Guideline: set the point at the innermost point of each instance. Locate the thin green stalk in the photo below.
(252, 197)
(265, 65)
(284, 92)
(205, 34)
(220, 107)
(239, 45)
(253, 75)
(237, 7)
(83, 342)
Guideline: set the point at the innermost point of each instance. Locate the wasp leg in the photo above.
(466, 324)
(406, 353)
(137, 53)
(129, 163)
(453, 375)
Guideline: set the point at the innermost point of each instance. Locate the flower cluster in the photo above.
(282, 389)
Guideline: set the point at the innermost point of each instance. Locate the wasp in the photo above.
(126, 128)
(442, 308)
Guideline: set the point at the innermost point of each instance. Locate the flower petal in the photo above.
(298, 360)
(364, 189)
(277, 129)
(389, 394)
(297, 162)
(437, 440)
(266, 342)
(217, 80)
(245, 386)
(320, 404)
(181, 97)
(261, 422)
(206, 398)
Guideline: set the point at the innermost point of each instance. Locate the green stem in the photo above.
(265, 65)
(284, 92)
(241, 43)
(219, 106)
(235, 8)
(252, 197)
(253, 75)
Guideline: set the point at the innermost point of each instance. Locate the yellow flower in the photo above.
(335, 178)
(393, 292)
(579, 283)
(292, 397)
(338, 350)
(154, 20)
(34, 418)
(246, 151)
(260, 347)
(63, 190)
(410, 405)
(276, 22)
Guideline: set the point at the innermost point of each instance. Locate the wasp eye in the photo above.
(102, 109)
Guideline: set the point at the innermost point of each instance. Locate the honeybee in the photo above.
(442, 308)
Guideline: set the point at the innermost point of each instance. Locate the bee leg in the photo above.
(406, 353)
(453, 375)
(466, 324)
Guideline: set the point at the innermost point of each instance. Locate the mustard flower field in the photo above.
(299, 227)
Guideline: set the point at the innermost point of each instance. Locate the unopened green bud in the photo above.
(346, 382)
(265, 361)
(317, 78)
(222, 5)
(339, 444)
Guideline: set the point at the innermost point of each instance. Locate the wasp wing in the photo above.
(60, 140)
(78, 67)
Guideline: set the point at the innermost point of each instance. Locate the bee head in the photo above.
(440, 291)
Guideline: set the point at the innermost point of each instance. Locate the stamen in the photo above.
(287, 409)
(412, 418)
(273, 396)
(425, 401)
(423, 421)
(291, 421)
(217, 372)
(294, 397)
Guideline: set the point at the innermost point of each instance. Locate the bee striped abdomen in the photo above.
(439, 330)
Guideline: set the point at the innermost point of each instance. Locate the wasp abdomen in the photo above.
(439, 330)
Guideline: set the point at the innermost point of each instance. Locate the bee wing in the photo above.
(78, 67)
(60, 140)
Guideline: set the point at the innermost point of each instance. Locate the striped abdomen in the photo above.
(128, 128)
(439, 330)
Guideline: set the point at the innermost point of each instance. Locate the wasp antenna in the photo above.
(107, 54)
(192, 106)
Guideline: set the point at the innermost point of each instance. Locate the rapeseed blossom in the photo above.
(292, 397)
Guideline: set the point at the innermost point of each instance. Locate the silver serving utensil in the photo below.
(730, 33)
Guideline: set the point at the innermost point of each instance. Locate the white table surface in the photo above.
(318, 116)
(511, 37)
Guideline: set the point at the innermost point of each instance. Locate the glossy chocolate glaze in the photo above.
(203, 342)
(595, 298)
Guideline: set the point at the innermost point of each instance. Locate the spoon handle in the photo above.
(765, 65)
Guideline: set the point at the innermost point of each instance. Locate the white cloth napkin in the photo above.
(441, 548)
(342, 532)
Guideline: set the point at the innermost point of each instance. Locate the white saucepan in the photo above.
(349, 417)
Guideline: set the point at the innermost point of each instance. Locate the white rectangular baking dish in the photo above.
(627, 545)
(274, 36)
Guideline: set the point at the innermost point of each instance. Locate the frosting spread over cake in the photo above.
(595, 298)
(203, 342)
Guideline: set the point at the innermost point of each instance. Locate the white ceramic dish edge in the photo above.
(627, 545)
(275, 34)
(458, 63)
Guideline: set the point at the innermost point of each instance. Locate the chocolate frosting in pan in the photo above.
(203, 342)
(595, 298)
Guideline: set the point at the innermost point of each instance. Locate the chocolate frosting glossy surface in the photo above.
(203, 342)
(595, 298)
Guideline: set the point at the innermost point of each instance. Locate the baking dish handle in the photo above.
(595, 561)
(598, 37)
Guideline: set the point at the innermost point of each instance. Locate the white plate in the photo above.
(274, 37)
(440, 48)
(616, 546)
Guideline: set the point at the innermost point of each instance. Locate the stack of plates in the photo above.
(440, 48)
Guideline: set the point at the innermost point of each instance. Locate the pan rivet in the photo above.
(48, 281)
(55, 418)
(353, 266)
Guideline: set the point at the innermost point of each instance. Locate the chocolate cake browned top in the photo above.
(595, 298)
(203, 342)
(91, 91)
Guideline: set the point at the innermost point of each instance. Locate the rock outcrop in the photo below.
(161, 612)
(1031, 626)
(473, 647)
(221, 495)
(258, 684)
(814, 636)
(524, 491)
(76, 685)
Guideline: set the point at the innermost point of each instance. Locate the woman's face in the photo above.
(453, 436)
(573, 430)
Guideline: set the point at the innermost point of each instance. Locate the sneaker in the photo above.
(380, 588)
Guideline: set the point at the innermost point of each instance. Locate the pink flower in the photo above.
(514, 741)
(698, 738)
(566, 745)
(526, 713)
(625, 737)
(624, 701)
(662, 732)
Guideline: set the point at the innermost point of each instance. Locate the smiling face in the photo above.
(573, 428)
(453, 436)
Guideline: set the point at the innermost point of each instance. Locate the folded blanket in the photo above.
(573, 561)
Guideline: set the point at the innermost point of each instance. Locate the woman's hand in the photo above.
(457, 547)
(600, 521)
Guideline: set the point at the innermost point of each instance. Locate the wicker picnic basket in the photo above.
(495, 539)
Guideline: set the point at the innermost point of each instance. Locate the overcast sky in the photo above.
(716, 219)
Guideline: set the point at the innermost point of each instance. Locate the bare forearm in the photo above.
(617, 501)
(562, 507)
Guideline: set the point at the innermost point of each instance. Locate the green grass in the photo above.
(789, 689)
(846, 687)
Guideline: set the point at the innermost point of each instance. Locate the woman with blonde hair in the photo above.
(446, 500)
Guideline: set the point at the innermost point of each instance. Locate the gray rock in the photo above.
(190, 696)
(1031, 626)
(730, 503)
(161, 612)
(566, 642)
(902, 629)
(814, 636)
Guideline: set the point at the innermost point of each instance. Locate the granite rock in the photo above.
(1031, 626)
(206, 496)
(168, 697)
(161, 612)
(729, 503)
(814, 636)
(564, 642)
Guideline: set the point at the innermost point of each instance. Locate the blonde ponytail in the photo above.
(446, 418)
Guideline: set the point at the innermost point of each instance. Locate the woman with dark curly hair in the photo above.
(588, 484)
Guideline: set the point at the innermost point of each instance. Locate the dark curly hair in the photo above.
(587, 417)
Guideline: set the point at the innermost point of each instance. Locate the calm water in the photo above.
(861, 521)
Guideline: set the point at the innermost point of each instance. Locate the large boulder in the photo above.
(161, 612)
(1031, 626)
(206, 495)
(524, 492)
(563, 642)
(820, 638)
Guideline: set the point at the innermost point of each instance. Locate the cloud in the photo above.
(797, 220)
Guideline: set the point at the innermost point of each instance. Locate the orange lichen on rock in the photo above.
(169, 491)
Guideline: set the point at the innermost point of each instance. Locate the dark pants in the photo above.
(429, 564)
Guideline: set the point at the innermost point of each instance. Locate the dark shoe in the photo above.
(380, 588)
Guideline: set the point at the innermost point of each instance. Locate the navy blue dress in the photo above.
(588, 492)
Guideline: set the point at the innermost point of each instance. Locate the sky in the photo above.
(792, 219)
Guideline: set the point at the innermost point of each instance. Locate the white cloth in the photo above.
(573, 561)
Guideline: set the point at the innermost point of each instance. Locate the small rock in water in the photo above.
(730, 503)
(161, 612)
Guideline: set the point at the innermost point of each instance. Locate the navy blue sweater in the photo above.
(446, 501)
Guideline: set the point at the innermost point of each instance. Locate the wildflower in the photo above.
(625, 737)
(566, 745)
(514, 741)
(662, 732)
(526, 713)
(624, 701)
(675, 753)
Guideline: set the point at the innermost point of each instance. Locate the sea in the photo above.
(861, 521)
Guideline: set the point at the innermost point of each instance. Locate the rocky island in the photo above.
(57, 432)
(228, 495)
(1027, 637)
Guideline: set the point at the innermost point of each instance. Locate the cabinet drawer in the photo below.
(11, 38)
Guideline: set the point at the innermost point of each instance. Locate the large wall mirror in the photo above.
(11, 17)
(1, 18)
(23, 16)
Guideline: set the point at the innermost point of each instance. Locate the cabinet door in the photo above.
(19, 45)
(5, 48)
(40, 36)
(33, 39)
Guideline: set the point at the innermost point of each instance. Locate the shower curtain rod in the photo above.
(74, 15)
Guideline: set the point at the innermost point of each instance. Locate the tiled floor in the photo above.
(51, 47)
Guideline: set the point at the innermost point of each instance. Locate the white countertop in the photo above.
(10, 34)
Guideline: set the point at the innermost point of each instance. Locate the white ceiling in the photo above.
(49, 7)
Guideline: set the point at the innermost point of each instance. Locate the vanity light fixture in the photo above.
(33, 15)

The problem:
Exactly the lines from the one with "sea in the photo above." through the end of the entries, both included, should be written out, and no others.

Task solution:
Guideline: set the point at the innermost point of each instance. Locate the sea in the photo above.
(861, 521)
Guideline: set the point at the innermost point of each instance. Locate the rocky island in the photo above.
(57, 432)
(228, 495)
(1027, 637)
Guideline: set the point at the innermost point of each instance. Locate the cabinet drawer in the photo below.
(11, 38)
Guideline: set the point at the innermost point of each instance. Locate the large wall mirror in the photo above.
(11, 17)
(1, 18)
(23, 16)
Guideline: set the point at the innermost point of each instance. Locate the cabinet door in the photo above.
(19, 45)
(5, 48)
(40, 36)
(33, 39)
Guideline: set the point at the innermost point of each instance. Locate the shower curtain rod in the photo above.
(74, 15)
Guideline: set the point at the innermost point of each instance. Locate the tiled floor in the photo above.
(51, 47)
Guideline: set the point at the innermost point of each instance. Locate the white countertop in the photo above.
(10, 34)
Guideline: set the point at the innermost point of each instance. Locate the white ceiling in the photo above.
(49, 7)
Guideline: set the point at the innermost point of each instance. Locate the vanity light fixture in the photo above.
(33, 15)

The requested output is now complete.